● **PASSAGE**:
○ ○ ○ ○

13 Summer Books the Entrepreneur Staff is Reading This Summer
Whether you're tanning at the beach or huddled on your couch on a rainy day, there's no better time to huddle up with a good book than in the summer. At the same time, though, it feels like a waste to spend a good summer day stuck with a book you don't like. That's why the Entrepreneur staff put together this list of the books we're reading right now to give you some inspiration on your next summer story.
Check out the slideshow to see our recommendations.
Social Media Editor Andrea Hardalo -- 'A Game of Thrones' by George R. R. Martin
Description: An under-the-radar novel about politics, dragons and family values.

○ ○ ○ ○

[Some records]
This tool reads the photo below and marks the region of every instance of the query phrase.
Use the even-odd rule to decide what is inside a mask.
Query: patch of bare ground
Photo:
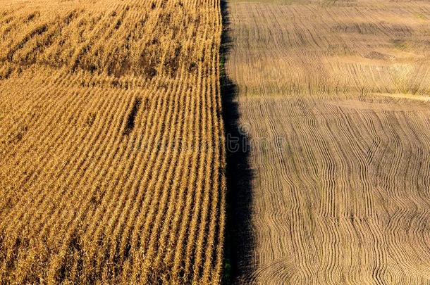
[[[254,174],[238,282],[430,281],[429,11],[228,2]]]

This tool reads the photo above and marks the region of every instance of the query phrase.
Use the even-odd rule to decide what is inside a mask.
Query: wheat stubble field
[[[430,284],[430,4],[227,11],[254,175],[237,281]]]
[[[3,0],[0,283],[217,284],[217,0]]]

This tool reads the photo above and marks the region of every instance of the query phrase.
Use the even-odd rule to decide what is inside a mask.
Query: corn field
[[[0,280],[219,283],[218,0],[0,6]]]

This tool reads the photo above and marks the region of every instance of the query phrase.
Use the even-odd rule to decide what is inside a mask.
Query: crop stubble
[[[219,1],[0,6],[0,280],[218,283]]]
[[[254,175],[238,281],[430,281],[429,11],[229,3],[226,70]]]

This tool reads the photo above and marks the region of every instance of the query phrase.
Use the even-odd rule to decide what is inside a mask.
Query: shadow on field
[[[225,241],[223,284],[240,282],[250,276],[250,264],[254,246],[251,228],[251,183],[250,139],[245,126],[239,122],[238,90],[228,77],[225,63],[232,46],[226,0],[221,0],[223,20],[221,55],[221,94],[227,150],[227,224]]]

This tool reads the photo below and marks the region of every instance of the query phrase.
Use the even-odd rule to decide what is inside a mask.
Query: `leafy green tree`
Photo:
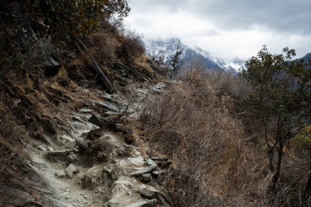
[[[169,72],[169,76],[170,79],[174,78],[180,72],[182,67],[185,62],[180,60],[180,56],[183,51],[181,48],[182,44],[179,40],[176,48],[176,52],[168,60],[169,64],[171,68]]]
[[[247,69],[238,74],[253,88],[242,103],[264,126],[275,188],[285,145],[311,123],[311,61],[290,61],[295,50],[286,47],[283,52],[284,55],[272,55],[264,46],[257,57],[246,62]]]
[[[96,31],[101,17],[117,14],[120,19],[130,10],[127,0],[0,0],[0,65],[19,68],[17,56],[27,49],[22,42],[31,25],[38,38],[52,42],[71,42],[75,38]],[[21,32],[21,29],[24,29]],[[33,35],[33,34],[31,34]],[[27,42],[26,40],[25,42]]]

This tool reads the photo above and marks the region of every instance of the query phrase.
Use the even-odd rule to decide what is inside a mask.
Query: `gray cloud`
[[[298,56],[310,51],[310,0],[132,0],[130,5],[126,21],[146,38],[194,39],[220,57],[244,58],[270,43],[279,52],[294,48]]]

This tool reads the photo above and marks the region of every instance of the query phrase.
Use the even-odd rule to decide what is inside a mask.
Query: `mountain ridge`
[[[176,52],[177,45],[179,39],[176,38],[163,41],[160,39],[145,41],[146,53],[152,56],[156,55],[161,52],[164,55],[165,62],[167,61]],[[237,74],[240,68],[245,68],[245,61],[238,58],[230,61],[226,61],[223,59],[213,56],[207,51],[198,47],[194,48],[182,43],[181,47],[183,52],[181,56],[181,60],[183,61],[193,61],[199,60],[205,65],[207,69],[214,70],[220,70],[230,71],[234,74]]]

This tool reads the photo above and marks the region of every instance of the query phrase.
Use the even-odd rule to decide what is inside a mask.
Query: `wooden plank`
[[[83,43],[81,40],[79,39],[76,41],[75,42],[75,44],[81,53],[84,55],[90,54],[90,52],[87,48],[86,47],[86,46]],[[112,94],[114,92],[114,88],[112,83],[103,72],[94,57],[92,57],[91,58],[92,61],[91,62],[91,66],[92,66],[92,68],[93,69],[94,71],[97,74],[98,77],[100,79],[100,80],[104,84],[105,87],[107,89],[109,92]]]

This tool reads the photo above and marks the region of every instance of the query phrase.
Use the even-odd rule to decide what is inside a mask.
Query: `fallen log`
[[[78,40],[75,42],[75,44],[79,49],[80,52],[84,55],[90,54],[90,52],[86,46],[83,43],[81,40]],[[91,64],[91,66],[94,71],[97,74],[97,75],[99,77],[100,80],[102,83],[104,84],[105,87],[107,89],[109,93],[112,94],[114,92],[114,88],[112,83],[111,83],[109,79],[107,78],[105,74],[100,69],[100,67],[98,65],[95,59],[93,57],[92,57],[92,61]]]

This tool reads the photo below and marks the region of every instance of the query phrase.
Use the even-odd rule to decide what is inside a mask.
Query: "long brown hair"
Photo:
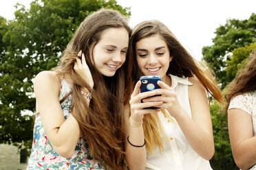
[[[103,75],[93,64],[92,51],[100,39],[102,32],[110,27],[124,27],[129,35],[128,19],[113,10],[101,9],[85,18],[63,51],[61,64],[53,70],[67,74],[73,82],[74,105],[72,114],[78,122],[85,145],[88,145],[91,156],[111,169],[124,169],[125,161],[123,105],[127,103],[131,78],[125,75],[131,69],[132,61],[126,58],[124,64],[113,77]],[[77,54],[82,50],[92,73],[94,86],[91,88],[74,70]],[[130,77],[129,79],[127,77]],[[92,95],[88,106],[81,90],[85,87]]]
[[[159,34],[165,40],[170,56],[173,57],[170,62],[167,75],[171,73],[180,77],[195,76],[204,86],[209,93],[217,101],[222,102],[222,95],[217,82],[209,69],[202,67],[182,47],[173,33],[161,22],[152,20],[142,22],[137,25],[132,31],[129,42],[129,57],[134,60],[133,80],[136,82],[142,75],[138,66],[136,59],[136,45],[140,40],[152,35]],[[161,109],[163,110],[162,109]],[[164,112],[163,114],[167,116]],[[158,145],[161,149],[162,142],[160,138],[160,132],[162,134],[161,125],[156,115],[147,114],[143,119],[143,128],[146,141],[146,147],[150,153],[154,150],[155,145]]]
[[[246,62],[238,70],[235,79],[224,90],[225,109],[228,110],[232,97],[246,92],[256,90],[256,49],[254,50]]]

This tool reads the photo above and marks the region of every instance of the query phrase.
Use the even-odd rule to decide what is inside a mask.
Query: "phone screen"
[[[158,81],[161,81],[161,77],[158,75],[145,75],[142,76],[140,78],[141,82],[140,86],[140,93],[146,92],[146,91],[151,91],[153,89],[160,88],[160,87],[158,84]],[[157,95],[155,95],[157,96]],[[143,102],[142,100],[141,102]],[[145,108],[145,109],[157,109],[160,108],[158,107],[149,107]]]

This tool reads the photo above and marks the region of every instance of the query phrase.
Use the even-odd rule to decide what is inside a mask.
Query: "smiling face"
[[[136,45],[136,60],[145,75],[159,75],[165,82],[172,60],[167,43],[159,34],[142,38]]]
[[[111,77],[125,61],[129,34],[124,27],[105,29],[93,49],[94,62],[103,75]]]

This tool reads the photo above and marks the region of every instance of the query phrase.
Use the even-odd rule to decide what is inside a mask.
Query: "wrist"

○ ○ ○ ○

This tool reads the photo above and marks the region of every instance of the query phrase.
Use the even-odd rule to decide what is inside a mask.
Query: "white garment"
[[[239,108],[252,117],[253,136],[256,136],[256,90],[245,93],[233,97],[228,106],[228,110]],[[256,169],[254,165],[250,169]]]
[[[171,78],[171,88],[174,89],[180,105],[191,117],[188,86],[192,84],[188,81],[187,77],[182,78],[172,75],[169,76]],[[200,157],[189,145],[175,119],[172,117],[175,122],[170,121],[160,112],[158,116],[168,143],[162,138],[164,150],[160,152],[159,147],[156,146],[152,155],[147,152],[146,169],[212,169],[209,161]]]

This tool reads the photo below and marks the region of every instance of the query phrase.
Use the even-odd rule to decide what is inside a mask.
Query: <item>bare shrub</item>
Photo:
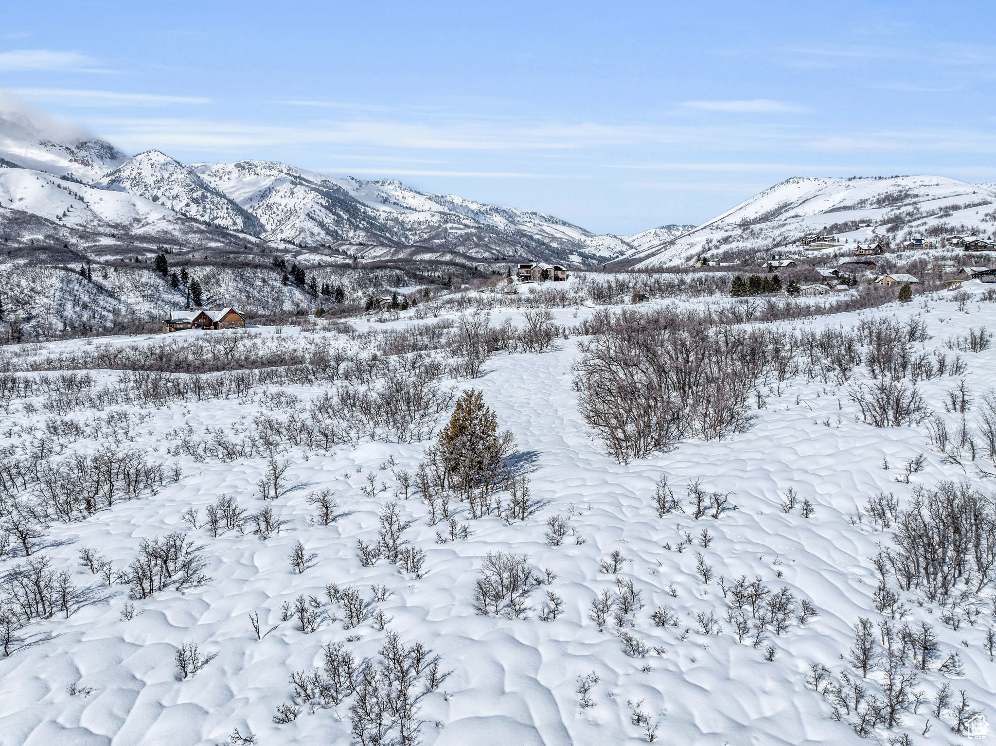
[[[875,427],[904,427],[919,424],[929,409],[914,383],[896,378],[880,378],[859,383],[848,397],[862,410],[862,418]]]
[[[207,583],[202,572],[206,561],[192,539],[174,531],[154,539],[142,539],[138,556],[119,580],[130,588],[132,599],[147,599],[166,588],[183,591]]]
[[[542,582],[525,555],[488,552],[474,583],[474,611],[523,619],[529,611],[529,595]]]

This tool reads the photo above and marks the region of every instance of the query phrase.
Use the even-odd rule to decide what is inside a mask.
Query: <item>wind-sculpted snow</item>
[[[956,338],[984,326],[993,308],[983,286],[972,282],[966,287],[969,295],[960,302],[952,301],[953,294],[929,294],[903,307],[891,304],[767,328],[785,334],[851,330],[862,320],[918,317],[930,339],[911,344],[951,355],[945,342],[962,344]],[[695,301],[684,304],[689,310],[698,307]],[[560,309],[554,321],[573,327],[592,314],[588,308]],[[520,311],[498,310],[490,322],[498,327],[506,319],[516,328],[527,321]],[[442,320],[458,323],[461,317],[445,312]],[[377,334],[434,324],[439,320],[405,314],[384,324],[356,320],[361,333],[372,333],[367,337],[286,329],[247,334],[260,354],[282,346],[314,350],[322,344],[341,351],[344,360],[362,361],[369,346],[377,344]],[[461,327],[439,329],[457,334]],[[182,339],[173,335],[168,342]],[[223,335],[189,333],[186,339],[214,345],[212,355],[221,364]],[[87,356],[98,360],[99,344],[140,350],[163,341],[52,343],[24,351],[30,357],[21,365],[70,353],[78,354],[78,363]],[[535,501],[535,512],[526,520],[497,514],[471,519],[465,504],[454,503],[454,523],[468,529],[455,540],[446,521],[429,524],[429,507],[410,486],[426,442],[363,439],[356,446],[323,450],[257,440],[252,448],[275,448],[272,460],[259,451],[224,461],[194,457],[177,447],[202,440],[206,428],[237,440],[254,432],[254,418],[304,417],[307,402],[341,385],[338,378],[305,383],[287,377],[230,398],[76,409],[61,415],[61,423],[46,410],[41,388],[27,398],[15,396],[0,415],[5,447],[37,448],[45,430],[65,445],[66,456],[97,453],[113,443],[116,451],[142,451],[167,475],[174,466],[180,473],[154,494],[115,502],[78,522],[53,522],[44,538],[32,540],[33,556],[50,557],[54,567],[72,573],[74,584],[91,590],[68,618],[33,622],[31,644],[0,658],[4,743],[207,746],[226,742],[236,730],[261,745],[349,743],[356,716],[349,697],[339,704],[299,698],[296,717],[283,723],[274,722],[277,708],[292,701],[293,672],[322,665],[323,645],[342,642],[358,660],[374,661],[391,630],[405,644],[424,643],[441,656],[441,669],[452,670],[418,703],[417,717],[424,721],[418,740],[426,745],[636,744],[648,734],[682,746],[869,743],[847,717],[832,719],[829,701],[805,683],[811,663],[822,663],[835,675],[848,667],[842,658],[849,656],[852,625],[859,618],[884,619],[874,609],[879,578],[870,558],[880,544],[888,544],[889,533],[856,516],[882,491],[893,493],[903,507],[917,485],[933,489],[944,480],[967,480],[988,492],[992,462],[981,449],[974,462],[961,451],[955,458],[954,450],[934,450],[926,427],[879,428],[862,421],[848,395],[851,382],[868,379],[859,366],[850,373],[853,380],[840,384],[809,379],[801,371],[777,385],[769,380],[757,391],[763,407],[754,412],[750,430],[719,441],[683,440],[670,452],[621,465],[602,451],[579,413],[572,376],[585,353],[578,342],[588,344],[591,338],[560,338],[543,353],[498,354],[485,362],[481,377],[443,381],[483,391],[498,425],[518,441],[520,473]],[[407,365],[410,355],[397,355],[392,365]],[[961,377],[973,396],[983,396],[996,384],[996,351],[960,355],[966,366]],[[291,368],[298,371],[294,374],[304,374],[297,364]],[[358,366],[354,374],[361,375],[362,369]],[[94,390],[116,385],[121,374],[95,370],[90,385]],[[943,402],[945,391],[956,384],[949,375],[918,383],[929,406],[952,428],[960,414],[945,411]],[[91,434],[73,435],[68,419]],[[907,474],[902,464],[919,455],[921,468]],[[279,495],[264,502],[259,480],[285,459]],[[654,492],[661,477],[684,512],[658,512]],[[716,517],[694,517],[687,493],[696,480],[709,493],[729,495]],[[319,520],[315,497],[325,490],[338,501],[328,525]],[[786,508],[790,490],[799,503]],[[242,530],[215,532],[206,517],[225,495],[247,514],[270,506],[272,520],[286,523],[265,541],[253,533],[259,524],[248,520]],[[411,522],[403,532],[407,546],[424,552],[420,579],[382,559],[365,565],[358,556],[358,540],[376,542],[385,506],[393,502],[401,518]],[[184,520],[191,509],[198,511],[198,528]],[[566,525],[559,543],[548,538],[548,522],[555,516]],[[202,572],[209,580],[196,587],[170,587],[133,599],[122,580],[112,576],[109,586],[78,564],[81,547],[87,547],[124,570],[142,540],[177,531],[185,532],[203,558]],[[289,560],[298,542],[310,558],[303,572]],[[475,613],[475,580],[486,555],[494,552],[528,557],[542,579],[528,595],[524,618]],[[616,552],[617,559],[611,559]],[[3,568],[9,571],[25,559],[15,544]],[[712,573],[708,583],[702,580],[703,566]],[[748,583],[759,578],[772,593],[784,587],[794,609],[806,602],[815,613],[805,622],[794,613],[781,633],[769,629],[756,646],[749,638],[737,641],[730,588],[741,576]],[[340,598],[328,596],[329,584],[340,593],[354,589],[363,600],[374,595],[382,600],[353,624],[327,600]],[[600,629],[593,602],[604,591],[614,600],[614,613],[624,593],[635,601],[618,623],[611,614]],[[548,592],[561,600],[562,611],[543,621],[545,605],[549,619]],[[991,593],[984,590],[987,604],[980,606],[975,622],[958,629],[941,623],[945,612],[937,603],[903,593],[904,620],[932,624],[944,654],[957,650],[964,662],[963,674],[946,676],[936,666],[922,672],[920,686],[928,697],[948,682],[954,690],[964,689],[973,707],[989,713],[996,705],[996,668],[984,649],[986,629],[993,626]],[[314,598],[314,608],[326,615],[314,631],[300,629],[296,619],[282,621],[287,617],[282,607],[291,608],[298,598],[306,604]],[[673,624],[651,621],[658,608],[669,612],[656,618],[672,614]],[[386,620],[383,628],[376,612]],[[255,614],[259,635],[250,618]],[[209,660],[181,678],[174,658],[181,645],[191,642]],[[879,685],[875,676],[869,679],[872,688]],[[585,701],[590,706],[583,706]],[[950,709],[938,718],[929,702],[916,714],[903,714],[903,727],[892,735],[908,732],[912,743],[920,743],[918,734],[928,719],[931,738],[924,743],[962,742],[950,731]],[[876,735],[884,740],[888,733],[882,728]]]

○ ○ ○ ○

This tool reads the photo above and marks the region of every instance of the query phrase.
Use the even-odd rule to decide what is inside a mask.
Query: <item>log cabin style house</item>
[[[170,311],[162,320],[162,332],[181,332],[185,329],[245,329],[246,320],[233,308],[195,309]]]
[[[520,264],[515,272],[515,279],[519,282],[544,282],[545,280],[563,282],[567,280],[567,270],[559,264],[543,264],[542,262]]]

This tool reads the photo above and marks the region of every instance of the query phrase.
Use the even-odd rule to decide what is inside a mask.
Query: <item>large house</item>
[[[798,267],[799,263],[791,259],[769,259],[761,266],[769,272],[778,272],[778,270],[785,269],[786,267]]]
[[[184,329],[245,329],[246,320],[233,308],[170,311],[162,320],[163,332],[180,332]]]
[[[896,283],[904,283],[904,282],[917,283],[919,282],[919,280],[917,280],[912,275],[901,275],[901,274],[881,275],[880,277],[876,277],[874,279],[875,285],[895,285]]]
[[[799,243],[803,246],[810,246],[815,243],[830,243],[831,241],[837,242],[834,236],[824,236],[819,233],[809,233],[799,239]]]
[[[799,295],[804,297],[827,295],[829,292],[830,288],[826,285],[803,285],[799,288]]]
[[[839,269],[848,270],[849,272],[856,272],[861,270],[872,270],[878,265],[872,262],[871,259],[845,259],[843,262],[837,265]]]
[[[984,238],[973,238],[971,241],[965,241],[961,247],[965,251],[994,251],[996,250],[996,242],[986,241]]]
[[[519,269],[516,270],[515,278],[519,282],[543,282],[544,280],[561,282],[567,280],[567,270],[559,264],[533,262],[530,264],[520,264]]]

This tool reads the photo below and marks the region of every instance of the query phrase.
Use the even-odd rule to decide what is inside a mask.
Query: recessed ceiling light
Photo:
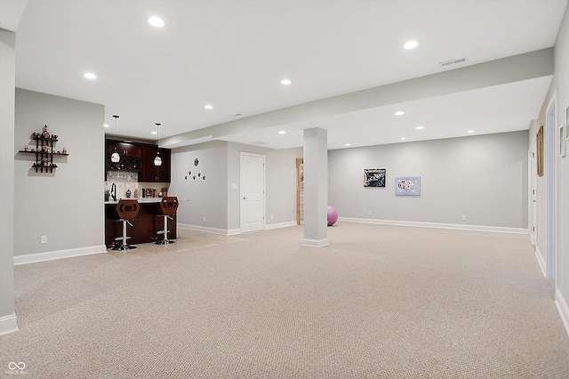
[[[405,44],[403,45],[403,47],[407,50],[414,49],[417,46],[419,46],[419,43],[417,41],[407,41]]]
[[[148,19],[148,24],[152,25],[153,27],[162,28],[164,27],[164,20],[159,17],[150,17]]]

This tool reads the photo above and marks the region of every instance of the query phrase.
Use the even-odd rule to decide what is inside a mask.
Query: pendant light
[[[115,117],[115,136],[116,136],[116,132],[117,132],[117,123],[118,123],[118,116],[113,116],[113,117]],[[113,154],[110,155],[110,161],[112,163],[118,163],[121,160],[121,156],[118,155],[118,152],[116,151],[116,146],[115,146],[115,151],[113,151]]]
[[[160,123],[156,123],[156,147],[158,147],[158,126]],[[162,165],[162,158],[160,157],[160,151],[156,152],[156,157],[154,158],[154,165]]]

○ ○ ○ ○

● **EXERCISE DIRECTIONS**:
From the summer reading list, return the passage starting with "13 Summer Books" and going on through "see our recommendations.".

● **OUTPUT FOR THIS EXERCISE**:
13 Summer Books the Entrepreneur Staff is Reading This Summer
Whether you're tanning at the beach or huddled on your couch on a rainy day, there's no better time to huddle up with a good book than in the summer. At the same time, though, it feels like a waste to spend a good summer day stuck with a book you don't like. That's why the Entrepreneur staff put together this list of the books we're reading right now to give you some inspiration on your next summer story.
Check out the slideshow to see our recommendations.